_Exercise prompt_:
Below is some data. Retype exactly the lines starting at the one with "the dry grass" and ending at the one with "of the pale".

_Dataset entries_:

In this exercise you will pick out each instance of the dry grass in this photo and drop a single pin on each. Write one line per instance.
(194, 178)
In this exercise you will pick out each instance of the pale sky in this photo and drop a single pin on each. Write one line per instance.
* * *
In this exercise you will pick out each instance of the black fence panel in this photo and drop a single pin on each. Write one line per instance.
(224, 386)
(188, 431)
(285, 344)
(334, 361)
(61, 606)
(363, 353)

_Reply to the exercise_:
In this exercise you will pick out each instance of the dry grass in this photo and drop a single pin on each. Write one line per instance.
(194, 178)
In this exercise you will pick out each instance of the pale sky in this photo and drop a single pin on each. Write one line per instance.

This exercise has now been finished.